EXCERPTED TEXT:
So before I need to feed these cats, let’s jump into Perl Weekly Challenge 318.

Task 1: Group Position

You are given a string of lowercase letters.

Write a script to find the position of all groups in the given string. Three or more consecutive letters form a group. Return “” if none found.

Example 1

Input: $str = "abccccd"
Output: "cccc"

Example 2

Input: $str = "aaabcddddeefff"
Output: "aaa", "dddd", "fff"

Example 3

Input: $str = "abcdd"
Output: ""

Approach

This feels like a regular expression to me. Match an alphabetic character, then look for two or more of the same character immediately following it.

Raku

I had to re-familiarize myself with Raku’s regex syntax, because I’ve only been using Raku for the Weekly Challenge, but it was pretty easy. :i is the adverb to make the regex case-insensitive, and :c is the adverb to have the regex repeat the match later in the string if it occurs again.

sub groupPosition($str) {
  my @groups;
  while ( $str ~~ m:i:c/ ((<[a..z]>)$0$0+) / ) {
    @groups.push($0);
  }
  if (@groups) {
    return @groups.map({ qq/"$_"/ }).join(", ")
  }
  else {
    return qq/""/;
  }
}

View the entire Raku script for this task on GitHub.

$ raku/ch-1.raku
Example 1:
Input: $str = "abccccd"
Output: "cccc"

Example 2:
Input: $str = "aaabcddddeefff"
Output: "aaa", "dddd", "fff"

Example 3:
Input: $str = "abcdd"
Output: ""

Perl

I remembered Perl’s regex syntax pretty well, but I did go through the docs and reminded myself that v5.10.0 added a way to capture the match without a performance penalty: ${^MATCH} paired with /p.

sub groupPosition($str) {
  my @groups;
  while ( $str =~ /([a-z])\1\1+/gip ) {
    push @groups, ${^MATCH};
  }
  if (@groups) {
    return join(", ", map { qq/"$_"/ } @groups);
  }
  else {
    return qq/""/;
  }
}

View the entire Perl script for this task on GitHub.

Python

Python doesn’t support nested capture groups in regexes, so we have to match each group individually, then remove each occurrence (and the characters before it) from the string and then loop until we’ve processed the entire string.

import re

def groupPosition(str):
  # python doesn't support nested groups,
  # so let's match just the first occurence
  hasGroups = re.compile(r"([a-z])\1\1+", re.I)
  groups = []

  match = hasGroups.search(str)
  while match:
     # push the occurrence onto a list of groups
     # the 0th group is the entire match
     groups.append(match.group(0))
     # then remove from the start of the string to
     # the end of the first occurence
     str = str[match.end():]
     # and match against the new string
     match = hasGroups.search(str)

  if groups:
    return ', '.join([ f'"{s}"' for s in groups ])
  else:
    return '""'

View the entire Python script for this task on GitHub.

Elixir

Elixir, on the other hand, has some pretty neat regular expression handling tools to make short work of this problem. Oh, and I finally remembered the shorthand for anonymous functions!

  def groupPosition(str) do
    # will return a list of [entire_match, matching_char]
    # tuples for each group matched
    groups = Regex.scan(~r/([a-z])\1\1+/i, str)

EXERCISES:
1. Answer these questions about the challenge write-up:
(a) How many consecutive letters form a group?
(b) Which Raku adverb makes the regex case-insensitive?
(c) Which Perl version added a way to capture the match without a performance penalty?
2. Do these statements agree with the challenge write-up? Answer yes or no for each, and quote the words that decide it.
(a) Python supports nested capture groups in regexes.
(b) The author has used Raku only for the Weekly Challenge.
(c) The Elixir solution uses Regex.run to find the groups.
3. Copy the passage of the challenge write-up starting at "View the entire Python" and ending at "groups = Regex.scan(~r/([a-z])\1\1+/i, str)".
Answer from the challenge write-up alone.

RECORD SET:
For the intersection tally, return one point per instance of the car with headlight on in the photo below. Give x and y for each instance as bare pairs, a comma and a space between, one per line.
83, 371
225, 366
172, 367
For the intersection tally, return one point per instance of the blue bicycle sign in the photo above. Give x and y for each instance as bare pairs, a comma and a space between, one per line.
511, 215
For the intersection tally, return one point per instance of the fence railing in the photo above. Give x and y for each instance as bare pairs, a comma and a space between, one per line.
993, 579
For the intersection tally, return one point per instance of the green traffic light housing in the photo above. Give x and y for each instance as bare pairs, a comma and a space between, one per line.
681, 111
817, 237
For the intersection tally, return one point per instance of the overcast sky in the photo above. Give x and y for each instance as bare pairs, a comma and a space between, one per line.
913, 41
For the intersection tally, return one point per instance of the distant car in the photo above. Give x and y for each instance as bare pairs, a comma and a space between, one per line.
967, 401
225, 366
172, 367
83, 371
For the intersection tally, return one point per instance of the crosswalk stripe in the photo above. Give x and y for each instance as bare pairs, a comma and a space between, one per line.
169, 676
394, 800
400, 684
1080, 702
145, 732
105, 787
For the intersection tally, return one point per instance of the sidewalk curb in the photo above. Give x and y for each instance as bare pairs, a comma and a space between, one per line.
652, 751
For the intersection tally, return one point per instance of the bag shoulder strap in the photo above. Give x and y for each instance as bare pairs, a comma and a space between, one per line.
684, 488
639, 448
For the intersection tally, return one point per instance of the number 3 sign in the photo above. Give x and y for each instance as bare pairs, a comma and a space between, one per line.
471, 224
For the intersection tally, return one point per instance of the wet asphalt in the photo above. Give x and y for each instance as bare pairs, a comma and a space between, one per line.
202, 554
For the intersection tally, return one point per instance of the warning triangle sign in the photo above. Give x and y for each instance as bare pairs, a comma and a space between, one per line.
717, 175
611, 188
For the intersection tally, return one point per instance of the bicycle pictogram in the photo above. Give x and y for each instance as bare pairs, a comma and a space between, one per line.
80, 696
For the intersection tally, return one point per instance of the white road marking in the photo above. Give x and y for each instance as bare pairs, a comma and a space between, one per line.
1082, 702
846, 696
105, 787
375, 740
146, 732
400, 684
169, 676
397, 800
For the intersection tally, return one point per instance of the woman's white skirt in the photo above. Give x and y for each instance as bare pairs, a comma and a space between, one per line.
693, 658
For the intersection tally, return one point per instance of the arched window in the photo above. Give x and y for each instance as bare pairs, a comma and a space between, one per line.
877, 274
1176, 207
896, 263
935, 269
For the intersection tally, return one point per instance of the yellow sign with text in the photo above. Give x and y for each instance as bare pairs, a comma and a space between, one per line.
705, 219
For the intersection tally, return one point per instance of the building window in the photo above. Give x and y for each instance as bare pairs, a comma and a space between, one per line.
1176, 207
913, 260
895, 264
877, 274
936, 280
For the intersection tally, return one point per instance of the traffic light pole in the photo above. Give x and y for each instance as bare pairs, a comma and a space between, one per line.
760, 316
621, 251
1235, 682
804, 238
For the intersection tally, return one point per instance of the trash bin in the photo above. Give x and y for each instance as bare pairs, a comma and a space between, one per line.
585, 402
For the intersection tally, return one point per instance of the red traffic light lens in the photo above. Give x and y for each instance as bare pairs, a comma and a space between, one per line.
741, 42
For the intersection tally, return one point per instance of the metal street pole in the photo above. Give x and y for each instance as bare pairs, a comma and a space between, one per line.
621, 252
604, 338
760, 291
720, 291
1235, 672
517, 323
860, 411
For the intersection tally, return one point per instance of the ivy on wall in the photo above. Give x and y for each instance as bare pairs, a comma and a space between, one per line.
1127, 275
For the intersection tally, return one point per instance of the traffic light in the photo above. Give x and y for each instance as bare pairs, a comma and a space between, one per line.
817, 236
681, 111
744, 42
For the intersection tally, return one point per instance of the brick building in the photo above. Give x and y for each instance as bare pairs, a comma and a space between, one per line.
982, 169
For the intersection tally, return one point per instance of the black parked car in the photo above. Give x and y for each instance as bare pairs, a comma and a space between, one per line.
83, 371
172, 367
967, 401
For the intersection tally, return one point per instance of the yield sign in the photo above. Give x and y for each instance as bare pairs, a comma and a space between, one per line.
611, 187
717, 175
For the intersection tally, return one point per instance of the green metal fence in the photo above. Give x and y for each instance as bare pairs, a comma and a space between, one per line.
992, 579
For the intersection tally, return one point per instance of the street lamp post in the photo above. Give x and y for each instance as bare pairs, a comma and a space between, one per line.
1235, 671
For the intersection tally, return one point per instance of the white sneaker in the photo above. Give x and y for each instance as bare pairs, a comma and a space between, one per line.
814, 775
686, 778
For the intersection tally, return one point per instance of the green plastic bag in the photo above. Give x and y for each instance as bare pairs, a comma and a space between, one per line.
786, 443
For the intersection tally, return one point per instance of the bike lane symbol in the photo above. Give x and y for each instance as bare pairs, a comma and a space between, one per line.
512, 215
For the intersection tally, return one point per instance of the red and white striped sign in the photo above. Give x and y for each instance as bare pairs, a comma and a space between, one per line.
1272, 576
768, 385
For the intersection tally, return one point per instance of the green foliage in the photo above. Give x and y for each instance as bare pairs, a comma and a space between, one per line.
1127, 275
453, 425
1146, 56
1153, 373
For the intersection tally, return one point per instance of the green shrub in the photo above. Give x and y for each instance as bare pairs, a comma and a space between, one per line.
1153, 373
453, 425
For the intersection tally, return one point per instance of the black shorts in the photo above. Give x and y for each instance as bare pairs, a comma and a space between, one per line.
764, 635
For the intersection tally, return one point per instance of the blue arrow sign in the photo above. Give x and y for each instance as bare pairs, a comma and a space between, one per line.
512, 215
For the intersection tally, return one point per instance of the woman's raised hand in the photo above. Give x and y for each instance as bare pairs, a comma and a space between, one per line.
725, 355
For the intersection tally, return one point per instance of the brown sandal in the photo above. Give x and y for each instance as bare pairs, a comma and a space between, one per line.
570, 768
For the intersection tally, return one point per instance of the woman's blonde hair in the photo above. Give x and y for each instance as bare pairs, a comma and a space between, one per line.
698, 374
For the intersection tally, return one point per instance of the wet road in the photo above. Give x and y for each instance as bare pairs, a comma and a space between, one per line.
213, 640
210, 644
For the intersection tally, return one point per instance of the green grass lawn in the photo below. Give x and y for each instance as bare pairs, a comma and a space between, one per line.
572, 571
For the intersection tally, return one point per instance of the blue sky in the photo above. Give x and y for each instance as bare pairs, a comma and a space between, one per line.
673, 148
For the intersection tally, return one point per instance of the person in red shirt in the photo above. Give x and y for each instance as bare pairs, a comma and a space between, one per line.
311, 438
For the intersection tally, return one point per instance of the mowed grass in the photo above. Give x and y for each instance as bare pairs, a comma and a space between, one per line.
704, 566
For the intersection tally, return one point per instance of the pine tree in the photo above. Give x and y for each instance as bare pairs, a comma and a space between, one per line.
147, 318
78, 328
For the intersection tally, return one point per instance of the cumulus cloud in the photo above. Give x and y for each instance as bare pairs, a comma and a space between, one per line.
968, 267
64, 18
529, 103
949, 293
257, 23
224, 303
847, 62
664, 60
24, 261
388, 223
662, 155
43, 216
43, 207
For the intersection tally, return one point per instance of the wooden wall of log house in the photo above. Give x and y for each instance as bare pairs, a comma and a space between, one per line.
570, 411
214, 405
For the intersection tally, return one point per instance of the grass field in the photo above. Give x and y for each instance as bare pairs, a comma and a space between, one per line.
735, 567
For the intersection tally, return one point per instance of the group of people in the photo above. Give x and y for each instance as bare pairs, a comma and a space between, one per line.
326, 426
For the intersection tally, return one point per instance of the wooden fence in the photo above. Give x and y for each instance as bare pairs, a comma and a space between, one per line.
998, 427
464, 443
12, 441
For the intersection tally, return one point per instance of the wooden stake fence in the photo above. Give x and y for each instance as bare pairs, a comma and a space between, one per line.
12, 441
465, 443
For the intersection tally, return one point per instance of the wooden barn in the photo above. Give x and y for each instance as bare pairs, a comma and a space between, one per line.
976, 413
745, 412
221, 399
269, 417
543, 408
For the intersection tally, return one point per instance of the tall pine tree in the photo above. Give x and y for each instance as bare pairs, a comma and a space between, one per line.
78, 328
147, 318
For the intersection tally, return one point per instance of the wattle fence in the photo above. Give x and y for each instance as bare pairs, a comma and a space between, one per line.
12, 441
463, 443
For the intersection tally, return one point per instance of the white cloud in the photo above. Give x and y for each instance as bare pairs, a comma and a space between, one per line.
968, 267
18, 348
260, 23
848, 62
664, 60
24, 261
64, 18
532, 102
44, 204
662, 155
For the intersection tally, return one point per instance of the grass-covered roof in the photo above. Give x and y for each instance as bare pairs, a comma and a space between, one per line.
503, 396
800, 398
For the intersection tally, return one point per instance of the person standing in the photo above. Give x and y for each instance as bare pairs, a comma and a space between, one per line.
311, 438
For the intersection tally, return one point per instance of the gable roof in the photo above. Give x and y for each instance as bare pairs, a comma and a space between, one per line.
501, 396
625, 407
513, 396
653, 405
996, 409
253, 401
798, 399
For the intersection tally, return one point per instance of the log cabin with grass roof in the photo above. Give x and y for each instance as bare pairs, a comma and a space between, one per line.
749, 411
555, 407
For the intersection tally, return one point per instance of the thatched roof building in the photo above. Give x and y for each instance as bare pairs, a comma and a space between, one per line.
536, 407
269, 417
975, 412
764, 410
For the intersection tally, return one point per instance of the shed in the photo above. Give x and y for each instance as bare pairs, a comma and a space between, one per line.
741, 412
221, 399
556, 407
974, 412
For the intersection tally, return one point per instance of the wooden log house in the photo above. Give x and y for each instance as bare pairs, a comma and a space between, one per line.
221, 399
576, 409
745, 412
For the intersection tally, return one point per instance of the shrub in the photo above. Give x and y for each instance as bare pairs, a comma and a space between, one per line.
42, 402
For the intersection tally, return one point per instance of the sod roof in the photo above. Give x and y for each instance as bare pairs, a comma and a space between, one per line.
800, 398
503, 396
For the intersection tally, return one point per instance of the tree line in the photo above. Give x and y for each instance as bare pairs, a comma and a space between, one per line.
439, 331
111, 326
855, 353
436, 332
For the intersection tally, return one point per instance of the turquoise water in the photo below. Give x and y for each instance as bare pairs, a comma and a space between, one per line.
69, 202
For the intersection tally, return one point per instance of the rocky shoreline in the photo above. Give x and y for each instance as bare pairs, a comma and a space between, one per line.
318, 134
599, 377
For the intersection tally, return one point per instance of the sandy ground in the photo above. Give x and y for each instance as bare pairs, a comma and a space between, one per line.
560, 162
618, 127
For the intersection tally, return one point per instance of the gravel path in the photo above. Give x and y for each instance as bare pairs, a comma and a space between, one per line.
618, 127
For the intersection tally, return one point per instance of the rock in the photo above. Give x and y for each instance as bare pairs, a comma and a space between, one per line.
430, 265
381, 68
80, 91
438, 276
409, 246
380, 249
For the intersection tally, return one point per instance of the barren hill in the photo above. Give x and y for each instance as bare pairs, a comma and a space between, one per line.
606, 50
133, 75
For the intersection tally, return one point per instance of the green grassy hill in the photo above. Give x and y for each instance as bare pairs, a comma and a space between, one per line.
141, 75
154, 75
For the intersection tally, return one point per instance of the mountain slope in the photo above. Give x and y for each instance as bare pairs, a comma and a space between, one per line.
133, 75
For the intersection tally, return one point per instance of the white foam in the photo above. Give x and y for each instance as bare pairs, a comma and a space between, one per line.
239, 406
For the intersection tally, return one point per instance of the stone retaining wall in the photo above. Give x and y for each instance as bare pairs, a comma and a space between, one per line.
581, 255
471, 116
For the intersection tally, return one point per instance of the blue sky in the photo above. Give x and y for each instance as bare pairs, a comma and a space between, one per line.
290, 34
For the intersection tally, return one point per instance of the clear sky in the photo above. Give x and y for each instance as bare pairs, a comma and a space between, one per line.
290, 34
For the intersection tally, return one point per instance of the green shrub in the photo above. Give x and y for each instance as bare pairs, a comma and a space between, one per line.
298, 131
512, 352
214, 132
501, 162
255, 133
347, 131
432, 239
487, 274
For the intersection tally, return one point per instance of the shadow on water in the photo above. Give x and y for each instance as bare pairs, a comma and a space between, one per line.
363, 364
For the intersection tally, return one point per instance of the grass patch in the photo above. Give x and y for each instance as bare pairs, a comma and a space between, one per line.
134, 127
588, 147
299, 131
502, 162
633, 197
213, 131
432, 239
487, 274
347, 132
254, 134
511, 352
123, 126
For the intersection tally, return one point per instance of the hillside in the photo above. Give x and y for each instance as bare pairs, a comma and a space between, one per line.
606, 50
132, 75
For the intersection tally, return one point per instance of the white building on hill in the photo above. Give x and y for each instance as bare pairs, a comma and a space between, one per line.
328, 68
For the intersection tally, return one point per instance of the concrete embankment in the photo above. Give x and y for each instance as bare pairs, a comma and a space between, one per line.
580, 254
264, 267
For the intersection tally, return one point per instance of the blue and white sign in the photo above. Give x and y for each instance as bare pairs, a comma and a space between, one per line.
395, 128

REPLIES:
1.
(a) Three or more.
(b) :i
(c) v5.10.0

2.
(a) No: "Python doesn’t support nested capture groups in regexes"
(b) Yes: "I’ve only been using Raku for the Weekly Challenge"
(c) No: "groups = Regex.scan(~r/([a-z])\1\1+/i, str)"

3.
View the entire Python script for this task on GitHub.

Elixir

Elixir, on the other hand, has some pretty neat regular expression handling tools to make short work of this problem. Oh, and I finally remembered the shorthand for anonymous functions!

  def groupPosition(str) do
    # will return a list of [entire_match, matching_char]
    # tuples for each group matched
    groups = Regex.scan(~r/([a-z])\1\1+/i, str)